## GOAL OF THE EXERCISE
Reproduce every entry exactly and leave its pictures out.

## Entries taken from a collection
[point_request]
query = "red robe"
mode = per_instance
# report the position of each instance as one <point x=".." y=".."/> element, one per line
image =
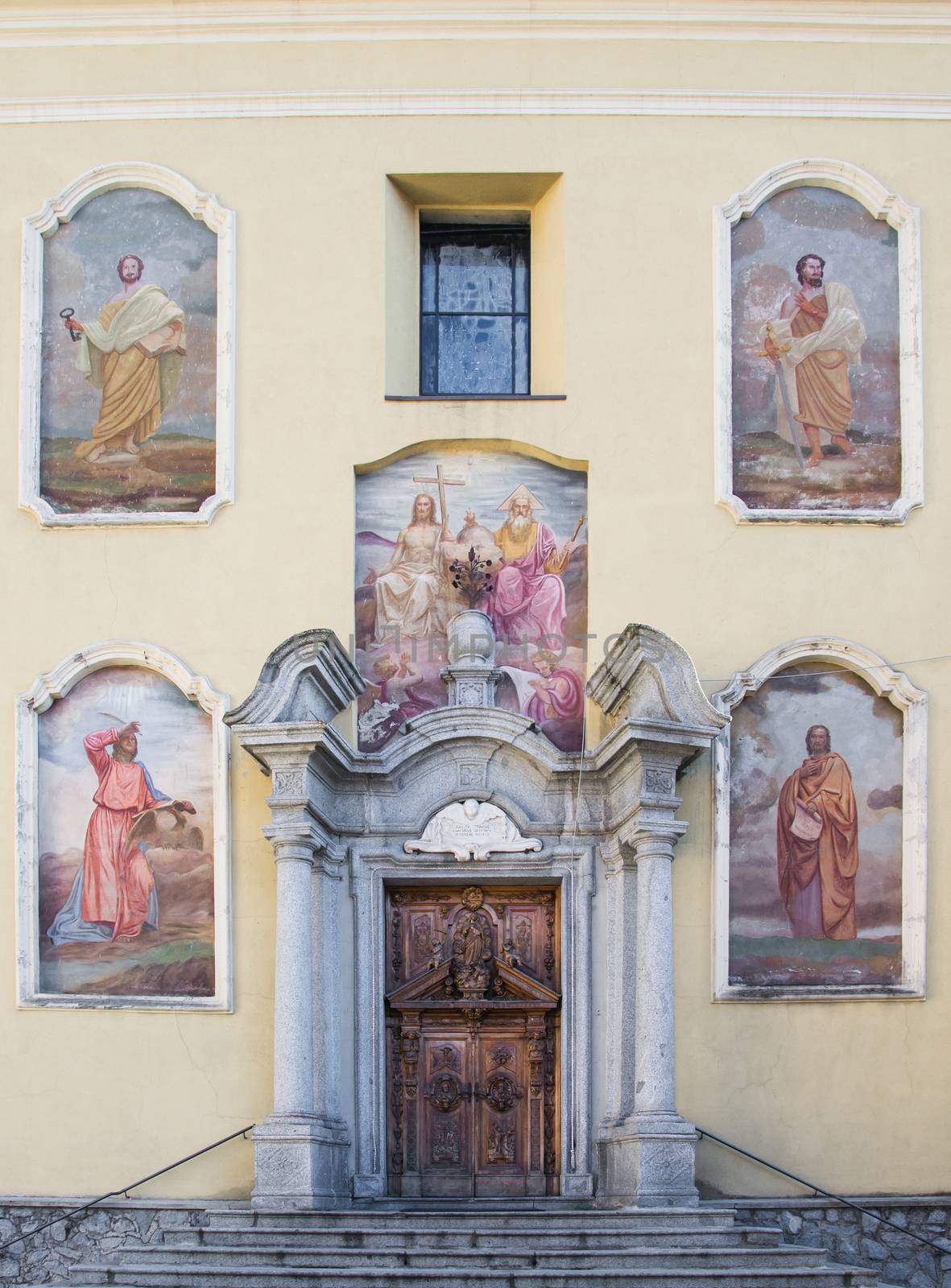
<point x="833" y="858"/>
<point x="116" y="882"/>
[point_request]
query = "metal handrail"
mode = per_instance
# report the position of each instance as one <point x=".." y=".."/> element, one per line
<point x="817" y="1189"/>
<point x="126" y="1189"/>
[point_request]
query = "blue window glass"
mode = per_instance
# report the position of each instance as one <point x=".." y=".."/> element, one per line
<point x="474" y="311"/>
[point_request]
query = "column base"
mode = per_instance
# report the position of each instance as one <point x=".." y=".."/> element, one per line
<point x="300" y="1162"/>
<point x="647" y="1161"/>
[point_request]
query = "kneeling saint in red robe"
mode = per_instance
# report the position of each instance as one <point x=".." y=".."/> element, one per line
<point x="114" y="893"/>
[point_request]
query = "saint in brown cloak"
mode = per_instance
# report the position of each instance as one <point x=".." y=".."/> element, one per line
<point x="817" y="844"/>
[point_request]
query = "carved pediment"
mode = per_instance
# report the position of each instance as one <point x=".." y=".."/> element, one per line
<point x="472" y="830"/>
<point x="423" y="989"/>
<point x="508" y="985"/>
<point x="521" y="987"/>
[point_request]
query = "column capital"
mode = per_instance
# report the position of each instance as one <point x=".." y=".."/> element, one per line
<point x="296" y="840"/>
<point x="656" y="843"/>
<point x="616" y="857"/>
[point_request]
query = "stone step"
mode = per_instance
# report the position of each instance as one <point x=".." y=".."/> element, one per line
<point x="473" y="1219"/>
<point x="745" y="1259"/>
<point x="409" y="1234"/>
<point x="182" y="1275"/>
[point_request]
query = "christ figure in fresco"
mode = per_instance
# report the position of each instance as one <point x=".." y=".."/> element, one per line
<point x="528" y="597"/>
<point x="114" y="894"/>
<point x="817" y="335"/>
<point x="133" y="353"/>
<point x="817" y="843"/>
<point x="410" y="590"/>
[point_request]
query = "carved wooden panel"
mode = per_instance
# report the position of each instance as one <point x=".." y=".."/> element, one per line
<point x="473" y="1041"/>
<point x="521" y="927"/>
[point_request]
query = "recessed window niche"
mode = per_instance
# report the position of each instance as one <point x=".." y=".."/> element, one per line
<point x="418" y="206"/>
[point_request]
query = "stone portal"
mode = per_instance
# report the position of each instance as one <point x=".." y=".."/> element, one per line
<point x="425" y="1041"/>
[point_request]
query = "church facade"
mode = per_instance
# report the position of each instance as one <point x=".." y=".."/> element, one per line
<point x="477" y="656"/>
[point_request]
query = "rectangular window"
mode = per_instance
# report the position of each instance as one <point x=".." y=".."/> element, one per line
<point x="474" y="309"/>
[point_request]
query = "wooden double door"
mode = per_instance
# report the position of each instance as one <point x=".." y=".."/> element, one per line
<point x="473" y="1041"/>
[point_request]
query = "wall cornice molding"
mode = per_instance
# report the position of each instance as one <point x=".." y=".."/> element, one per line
<point x="238" y="21"/>
<point x="554" y="102"/>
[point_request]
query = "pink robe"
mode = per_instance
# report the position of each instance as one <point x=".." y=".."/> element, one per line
<point x="569" y="708"/>
<point x="116" y="882"/>
<point x="527" y="602"/>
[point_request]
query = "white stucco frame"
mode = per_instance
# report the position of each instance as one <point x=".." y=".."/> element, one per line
<point x="903" y="218"/>
<point x="43" y="225"/>
<point x="573" y="869"/>
<point x="40" y="697"/>
<point x="912" y="704"/>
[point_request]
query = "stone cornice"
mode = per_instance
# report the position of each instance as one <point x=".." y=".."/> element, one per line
<point x="308" y="678"/>
<point x="476" y="102"/>
<point x="253" y="21"/>
<point x="648" y="679"/>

## FULL SOLUTION
[point_request]
query = "red robe"
mode = per_instance
# report the position of each instance as one <point x=".." y=".."/> element, one per line
image =
<point x="833" y="858"/>
<point x="116" y="882"/>
[point_request]
query = "metal handrail"
mode = per_instance
# report the position of each instance as one <point x=".." y=".."/> element, one per line
<point x="817" y="1189"/>
<point x="126" y="1189"/>
[point_request]
query = "blue window glass"
mode = per_instance
# report the position of each instance as one <point x=".." y=".."/> element, one per line
<point x="474" y="311"/>
[point_request]
query = "column base"
mode = per_instance
# report the position of each instance as one <point x=".." y=".."/> element, one per line
<point x="300" y="1162"/>
<point x="647" y="1161"/>
[point_request]
query = "kneeling saint in red robe"
mode = per_instance
# report the position of each instance as one <point x=".." y=".."/> element, one per line
<point x="114" y="893"/>
[point_request]
query = "saint in brown cloak"
mode = per_instance
# report the position of each instance as one <point x=".." y=".."/> element, one per line
<point x="817" y="844"/>
[point_request]
query = "carved pediment"
mode = per_instance
# report the position of each instance as one <point x=".." y=".."/> element, one per line
<point x="472" y="830"/>
<point x="423" y="989"/>
<point x="508" y="985"/>
<point x="521" y="987"/>
[point_request]
query = "column capital"
mode = per_instance
# report the position of each instance as one <point x=".." y=".."/> element, one per line
<point x="296" y="840"/>
<point x="656" y="843"/>
<point x="616" y="857"/>
[point_request]
query = "stone step"
mode = per_instance
# report the position of each instance as one <point x=".." y=".."/> element, one per line
<point x="473" y="1219"/>
<point x="745" y="1259"/>
<point x="409" y="1234"/>
<point x="182" y="1275"/>
[point_request]
query = "christ figure in fresco"
mode = per_instance
# report the position of each instance as one <point x=".." y=".."/> element, one per line
<point x="528" y="597"/>
<point x="114" y="894"/>
<point x="817" y="335"/>
<point x="133" y="353"/>
<point x="817" y="843"/>
<point x="410" y="590"/>
[point_request]
query = "carved wooden panel"
mode = per_instance
# report the position of each instance as one <point x=".." y=".."/> element, one per line
<point x="473" y="1041"/>
<point x="521" y="927"/>
[point_request]
query = "recessed window niche"
mode = per_instance
# report the position of each instance as one <point x=".." y=".."/> element, one per line
<point x="418" y="206"/>
[point_request]
query = "stone portal"
mode = per_instance
# report the position of each instance as one <point x=".." y=".."/> element, one per line
<point x="425" y="1041"/>
[point_request]
query = "church facade"
mode = per_instance
# report the position of each instance as one <point x=".." y=".."/> element, one per line
<point x="477" y="656"/>
[point_request]
query = "rectangular window"
mode = per_instance
# report the position of each instance as one <point x=".." y=".."/> element, one per line
<point x="474" y="309"/>
[point_request]
query = "wooden double door"
mode = per_instance
# report the position of each instance as one <point x=".." y=".."/> element, one per line
<point x="473" y="1041"/>
[point_request]
query = "wall cornice molding"
mode = per_instance
# report the position of each instance as one <point x=".." y=".."/> element, one per line
<point x="238" y="21"/>
<point x="554" y="102"/>
[point_request]
query = "pink robe"
mode = per_instance
# report the position of each instance as one <point x=".." y=".."/> element, one per line
<point x="569" y="708"/>
<point x="116" y="882"/>
<point x="527" y="602"/>
[point_request]
query = "white stucco frame"
mode = per_instance
# report the position of each instance as one <point x=".." y=".."/> element, one per line
<point x="903" y="218"/>
<point x="43" y="225"/>
<point x="573" y="869"/>
<point x="40" y="697"/>
<point x="912" y="704"/>
[point_request]
query = "stone cornice"
mode = per_instance
# report the position of each instance as one <point x=".." y=".."/> element, one per line
<point x="308" y="678"/>
<point x="476" y="102"/>
<point x="253" y="21"/>
<point x="648" y="679"/>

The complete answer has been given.